Aim: Please lay out everything in the data from the line containing "shoreline, newline-separated, in" down to the line containing "column 324, row 8", both included, as a numbered list with no blank lines.

Material provided:
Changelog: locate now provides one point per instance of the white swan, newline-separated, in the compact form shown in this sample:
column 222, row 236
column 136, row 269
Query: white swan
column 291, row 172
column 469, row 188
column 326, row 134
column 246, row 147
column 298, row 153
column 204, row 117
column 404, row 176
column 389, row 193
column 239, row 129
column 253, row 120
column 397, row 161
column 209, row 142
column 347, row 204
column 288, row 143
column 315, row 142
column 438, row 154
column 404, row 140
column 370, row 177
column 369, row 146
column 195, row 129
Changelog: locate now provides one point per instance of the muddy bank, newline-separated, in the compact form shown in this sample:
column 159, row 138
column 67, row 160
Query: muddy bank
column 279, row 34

...

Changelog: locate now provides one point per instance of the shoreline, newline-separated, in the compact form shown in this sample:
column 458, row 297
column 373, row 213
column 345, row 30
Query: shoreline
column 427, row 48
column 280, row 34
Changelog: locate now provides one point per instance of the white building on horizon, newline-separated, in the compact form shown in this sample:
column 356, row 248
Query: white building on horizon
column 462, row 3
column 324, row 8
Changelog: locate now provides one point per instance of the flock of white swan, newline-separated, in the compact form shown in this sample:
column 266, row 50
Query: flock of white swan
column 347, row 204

Exercise answer:
1. Changelog: locate now provides one point per instance of the shoreline, newline-separated, in the compact form shown in this sample:
2. column 458, row 297
3. column 373, row 213
4. column 345, row 30
5. Query: shoreline
6. column 427, row 48
7. column 280, row 34
8. Changelog: locate now provides one point per instance of the white building on horizon, newline-separated, in the compact form shown in this sample:
9. column 356, row 248
10. Query: white building on horizon
11. column 462, row 3
12. column 324, row 8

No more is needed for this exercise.